━━━━━ Фрагмент текста

Признавая совершенно справедливым утверждение Т.А. Бек, что Окуджава «мыслил и страдал - жанрами, к которым относился весьма сознательно и даже, при всей лирической первозданности, филологично»3, мы должны выделить элегию и в том отношении, что противоречивая репутация жанра активизирует диалог с традицией: «“Элегическое” отношение к миру - и самое близкое лирике как виду искусства, и в то же время самое спорное с общечеловеческой точки зрения»; поэты ХХ века, по наблюдениям А. Архангельского, стремятся тем или иным способом «перебороть ограниченность элегического уныния»4. Этот парадокс оказался в высшей степени плодотворным для жанровых поисков Окуджавы. Мы позволим себе остановиться на одном стихотворении, поэтику которого определяет своеобразный конфликт пост-элегического видения и «вечных» качеств жанра, рассмотрев также его контекст. Опубликовано в книге «Посвящается вам» (1988):
С последней каланчи, в Сокольниках стоящей,
никто не смотрит вдаль на горизонт горящий,
никто не смотрит вдаль, все опускают взор.
На пенсии давно усатый брандмайор.

━━━━━━━━━━

Задание 1:
Пожалуйста, соберите из записей все строки со словом «right». Регистр букв учитывается.
Фрагмент об элегии у Окуджавы и записи — самостоятельные материалы, между собой не связанные.

━━━━━ Исходные записи

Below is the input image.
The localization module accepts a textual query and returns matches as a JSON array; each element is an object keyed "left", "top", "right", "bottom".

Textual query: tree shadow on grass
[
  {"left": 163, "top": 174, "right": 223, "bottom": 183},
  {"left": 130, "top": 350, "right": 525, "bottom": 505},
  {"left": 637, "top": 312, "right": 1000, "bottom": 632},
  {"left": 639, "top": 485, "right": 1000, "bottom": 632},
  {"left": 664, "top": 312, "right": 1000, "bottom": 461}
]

━━━━━━━━━━

Задание 2:
Допишите продолжение фрагмента об элегии у Окуджавы, начав сразу после последней приведенной строки.

Результат 1:
The localization module accepts a textual query and returns matches as a JSON array; each element is an object keyed "left", "top", "right", "bottom".
  {"left": 163, "top": 174, "right": 223, "bottom": 183},
  {"left": 130, "top": 350, "right": 525, "bottom": 505},
  {"left": 637, "top": 312, "right": 1000, "bottom": 632},
  {"left": 639, "top": 485, "right": 1000, "bottom": 632},
  {"left": 664, "top": 312, "right": 1000, "bottom": 461}

Результат 2:
Каланча - видимый анахронизм, нелепость на фоне обновляющейся Москвы. Подобно реалии в пейзаже, слово в стихе буквально выпирает, торчит напоказ, отзываясь чужеродным, при общей печальной тональности, комизмом: это лексика детской дразнилки или стихотворного рассказа для детей, заставляющая вспомнить михалковского «дядю Степу по прозванью каланча», «На площади базарной, На каланче пожарной...» Маршака; и усатый брандмайор явно ведет происхождение от картинного героя «в медной каске лучезарной» («Пожар» Маршака). Таким образом, довоенное прошлое города и детство лирического героя предстают достоянием жанра «упраздненного», навсегда оставленного за возрастной чертой. Московский ностальгический миф служит поводом для рефлексии другого порядка.
Жанровые координаты намечены прежде всего архаичной стиховой формой. Окуджава на редкость последовательно выдерживает принципы александрийского стиха: шестистопный ямб с отчетливой цезурой на третьей стопе (клаузулы левого полустишия - исключительно мужские); парная рифмовка, правильное чередование двустиший с женскими и мужскими клаузулами. Лишь деление на строфы (при тематическом единстве зарифмованных строк) дает отступление от канона, впрочем, довольно привычное.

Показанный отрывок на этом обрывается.